§ EXERCISE DIRECTIONS:
Reproduce the listing below verbatim.

§ EXERCISE DATA:
•••••

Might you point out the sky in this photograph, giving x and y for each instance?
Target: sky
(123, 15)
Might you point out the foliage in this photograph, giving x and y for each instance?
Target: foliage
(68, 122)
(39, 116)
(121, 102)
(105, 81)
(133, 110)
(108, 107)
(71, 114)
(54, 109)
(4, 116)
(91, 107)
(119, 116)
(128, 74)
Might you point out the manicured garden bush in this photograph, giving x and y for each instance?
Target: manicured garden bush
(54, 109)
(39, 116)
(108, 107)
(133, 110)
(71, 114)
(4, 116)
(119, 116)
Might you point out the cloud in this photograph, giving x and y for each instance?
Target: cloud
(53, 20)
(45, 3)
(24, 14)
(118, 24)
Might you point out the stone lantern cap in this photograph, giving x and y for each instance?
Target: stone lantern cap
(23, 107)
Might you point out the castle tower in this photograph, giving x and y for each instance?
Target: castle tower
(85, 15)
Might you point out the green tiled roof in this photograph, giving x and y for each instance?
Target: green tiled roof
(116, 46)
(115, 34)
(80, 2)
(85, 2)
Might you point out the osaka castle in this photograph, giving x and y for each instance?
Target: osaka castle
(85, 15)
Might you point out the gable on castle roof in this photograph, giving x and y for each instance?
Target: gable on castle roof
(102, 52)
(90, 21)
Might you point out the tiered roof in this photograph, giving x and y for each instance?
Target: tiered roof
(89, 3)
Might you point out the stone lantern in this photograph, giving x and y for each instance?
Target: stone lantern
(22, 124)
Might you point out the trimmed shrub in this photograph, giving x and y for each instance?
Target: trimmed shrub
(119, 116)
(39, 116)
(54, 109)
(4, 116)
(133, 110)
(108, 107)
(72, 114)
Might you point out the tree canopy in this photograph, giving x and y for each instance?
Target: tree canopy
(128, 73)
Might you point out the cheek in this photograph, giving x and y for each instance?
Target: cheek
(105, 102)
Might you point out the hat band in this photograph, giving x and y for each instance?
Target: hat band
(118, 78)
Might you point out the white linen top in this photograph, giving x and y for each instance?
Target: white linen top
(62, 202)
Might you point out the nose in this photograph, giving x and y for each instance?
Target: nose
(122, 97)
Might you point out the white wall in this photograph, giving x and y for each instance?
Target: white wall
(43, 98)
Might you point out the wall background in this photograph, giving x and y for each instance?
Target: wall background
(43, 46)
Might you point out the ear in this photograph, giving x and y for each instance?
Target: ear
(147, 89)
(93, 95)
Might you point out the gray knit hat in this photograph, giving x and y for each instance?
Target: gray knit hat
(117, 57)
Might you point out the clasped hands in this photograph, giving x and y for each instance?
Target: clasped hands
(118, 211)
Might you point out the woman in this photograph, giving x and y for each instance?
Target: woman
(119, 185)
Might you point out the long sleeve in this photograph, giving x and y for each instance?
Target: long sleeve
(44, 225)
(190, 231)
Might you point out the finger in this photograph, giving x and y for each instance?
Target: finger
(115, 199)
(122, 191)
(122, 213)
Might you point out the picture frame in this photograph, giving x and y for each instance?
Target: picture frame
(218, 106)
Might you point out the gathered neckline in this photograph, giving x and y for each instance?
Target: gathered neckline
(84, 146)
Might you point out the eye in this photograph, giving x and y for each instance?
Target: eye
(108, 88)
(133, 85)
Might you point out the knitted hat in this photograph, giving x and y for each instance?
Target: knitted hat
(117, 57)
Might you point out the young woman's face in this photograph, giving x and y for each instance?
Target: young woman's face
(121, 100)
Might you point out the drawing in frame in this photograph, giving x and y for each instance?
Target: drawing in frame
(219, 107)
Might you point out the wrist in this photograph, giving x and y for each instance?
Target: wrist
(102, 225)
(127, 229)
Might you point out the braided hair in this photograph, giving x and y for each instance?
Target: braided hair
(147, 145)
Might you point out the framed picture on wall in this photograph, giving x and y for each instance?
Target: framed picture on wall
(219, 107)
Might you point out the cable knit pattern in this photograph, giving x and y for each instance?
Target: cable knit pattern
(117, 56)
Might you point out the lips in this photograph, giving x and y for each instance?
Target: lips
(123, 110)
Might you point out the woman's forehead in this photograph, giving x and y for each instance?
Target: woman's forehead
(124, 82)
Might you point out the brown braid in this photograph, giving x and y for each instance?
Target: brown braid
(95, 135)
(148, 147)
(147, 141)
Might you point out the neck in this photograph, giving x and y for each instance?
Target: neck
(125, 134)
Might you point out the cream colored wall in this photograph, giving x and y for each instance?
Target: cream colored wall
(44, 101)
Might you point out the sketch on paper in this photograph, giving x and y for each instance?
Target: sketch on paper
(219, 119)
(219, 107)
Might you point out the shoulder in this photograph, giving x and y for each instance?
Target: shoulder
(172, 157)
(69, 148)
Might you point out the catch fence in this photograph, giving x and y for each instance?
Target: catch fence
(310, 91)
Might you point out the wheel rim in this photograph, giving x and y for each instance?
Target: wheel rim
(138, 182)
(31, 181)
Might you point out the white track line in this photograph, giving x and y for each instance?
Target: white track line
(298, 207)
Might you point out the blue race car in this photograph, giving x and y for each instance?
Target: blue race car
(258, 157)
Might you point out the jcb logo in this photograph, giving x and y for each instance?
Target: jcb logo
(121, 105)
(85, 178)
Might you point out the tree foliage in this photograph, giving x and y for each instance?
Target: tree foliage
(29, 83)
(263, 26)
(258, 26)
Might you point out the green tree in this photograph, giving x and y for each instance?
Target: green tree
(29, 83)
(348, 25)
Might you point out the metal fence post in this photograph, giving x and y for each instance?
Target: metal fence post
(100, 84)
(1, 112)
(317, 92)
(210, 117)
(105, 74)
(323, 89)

•••••

§ WRITTEN SOLUTION:
Might you point out the sky in this photograph, giving x and y for each instance?
Target: sky
(123, 15)
Might you point out the foliage in this photograph, giving x and y for each instance?
Target: foliage
(68, 122)
(39, 116)
(121, 102)
(105, 81)
(133, 110)
(108, 107)
(71, 114)
(54, 109)
(4, 116)
(91, 107)
(119, 116)
(128, 74)
Might you point out the manicured garden bush in this photograph, giving x and y for each instance?
Target: manicured garden bush
(54, 109)
(39, 116)
(108, 107)
(133, 110)
(71, 114)
(4, 116)
(119, 116)
Might you point out the cloud in this photograph, giving x and y for each instance?
Target: cloud
(53, 20)
(45, 3)
(24, 14)
(118, 24)
Might you point out the stone lantern cap in this photograph, giving x and y for each instance?
Target: stone lantern cap
(23, 107)
Might you point out the castle tower in this photograph, giving x and y for each instance?
Target: castle tower
(85, 15)
Might you point out the green tiled roof in this photograph, giving x and y for each instance?
Target: green tiled roof
(116, 46)
(115, 34)
(80, 2)
(85, 2)
Might you point out the osaka castle in this photograph, giving x and y for each instance?
Target: osaka castle
(85, 15)
Might you point out the gable on castle roof in this photograph, giving x and y for each instance?
Target: gable on castle roof
(102, 52)
(90, 21)
Might you point out the tiered roof in this photograph, giving x and y for each instance?
Target: tiered roof
(89, 3)
Might you point out the stone lantern in this photograph, giving x and y for each instance?
Target: stone lantern
(22, 124)
Might you point out the trimmed shrub in this photograph, giving x and y for each instance?
Target: trimmed shrub
(119, 116)
(39, 116)
(54, 109)
(4, 116)
(133, 110)
(108, 107)
(72, 114)
Might you point out the tree canopy in this photograph, giving x and y for each instance?
Target: tree canopy
(128, 73)
Might you point out the cheek in this photograph, giving x and y for each instance?
Target: cheek
(105, 102)
Might you point out the hat band in this photograph, giving x and y for each instance?
Target: hat band
(118, 78)
Might you point out the white linen top in this photograph, giving x and y for each instance?
Target: white linen top
(62, 202)
Might you point out the nose in this photograph, giving x and y for each instance?
Target: nose
(122, 97)
Might you point out the white wall in this photograph, giving x and y for each instance?
Target: white wall
(43, 98)
Might you point out the wall background in this photograph, giving x and y for each instance?
Target: wall background
(43, 46)
Might you point out the ear in this photograph, giving x and y for each instance?
Target: ear
(147, 89)
(93, 95)
Might you point out the gray knit hat in this photograph, giving x and y for each instance?
Target: gray knit hat
(117, 57)
Might you point out the clasped hands in this photograph, giving x and y for each instance?
Target: clasped hands
(118, 211)
Might you point out the woman in this photograph, giving x and y for each instance?
Target: woman
(119, 185)
Might you point out the long sleeve in this photograph, giving x and y for each instance?
Target: long sleeve
(44, 225)
(190, 231)
Might you point out the finger in this photograph, giving x and y for each instance?
Target: finger
(115, 199)
(122, 191)
(122, 213)
Might you point out the picture frame in this photograph, giving x and y for each instance?
Target: picture frame
(218, 106)
Might you point out the gathered neckline in this photograph, giving x and y for each instance?
Target: gathered neckline
(84, 146)
Might you point out the eye in this photograph, giving x and y for each instance?
Target: eye
(108, 88)
(133, 85)
Might you point out the knitted hat in this photograph, giving x and y for each instance?
Target: knitted hat
(117, 57)
Might you point out the young woman's face in this photograph, giving x and y for each instance?
Target: young woman's face
(121, 100)
Might you point out the drawing in frame in this photograph, giving x and y for each instance?
Target: drawing in frame
(219, 107)
Might you point out the wrist in this photograph, giving x and y for each instance?
Target: wrist
(102, 225)
(127, 229)
Might you point out the braided hair in this photograph, giving x and y for each instance?
Target: braided hair
(147, 145)
Might you point out the framed picture on wall in this photograph, giving x and y for each instance?
Target: framed picture on wall
(219, 107)
Might you point out the cable knit pattern in this photograph, giving x and y for each instance?
Target: cable knit pattern
(117, 56)
Might you point out the lips in this photograph, giving x and y for each instance?
Target: lips
(123, 110)
Might you point out the woman's forehead in this photograph, giving x and y for each instance?
Target: woman's forehead
(124, 82)
Might you point out the brown braid in this photograph, giving x and y for each instance?
Target: brown braid
(95, 135)
(148, 147)
(147, 141)
Might you point out the neck in this photograph, giving x and y for each instance?
Target: neck
(125, 134)
Might you point out the cream colored wall in this photograph, giving x and y for each instance?
Target: cream colored wall
(44, 101)
Might you point out the sketch on paper in this photograph, giving x and y for each instance?
Target: sketch on paper
(219, 119)
(219, 107)
Might you point out the shoulder in this photograph, giving x and y for each instance?
Target: shoulder
(172, 157)
(69, 148)
Might you point out the catch fence in this photograph, giving x and y for each instance?
Target: catch fence
(310, 91)
Might you point out the wheel rim in this photograph, giving x and y for each instance?
Target: wheel rim
(138, 182)
(31, 181)
Might you point out the white track line in this photograph, giving x and y for each instance?
Target: white track line
(298, 207)
Might you point out the blue race car in this photograph, giving x and y for each instance?
Target: blue race car
(258, 157)
Might you point out the jcb logo in this photograph, giving x and y for each instance?
Target: jcb logo
(121, 105)
(85, 178)
Might you point out the tree foliage in this photograph, giving x and y for each instance?
Target: tree foliage
(29, 83)
(263, 26)
(258, 26)
Might you point out the green tree in this photograph, giving x and y for each instance?
Target: green tree
(29, 83)
(348, 25)
Might you point out the metal fence post in this photograph, giving x and y for each instance?
Target: metal fence post
(100, 84)
(1, 112)
(317, 92)
(210, 117)
(105, 74)
(323, 89)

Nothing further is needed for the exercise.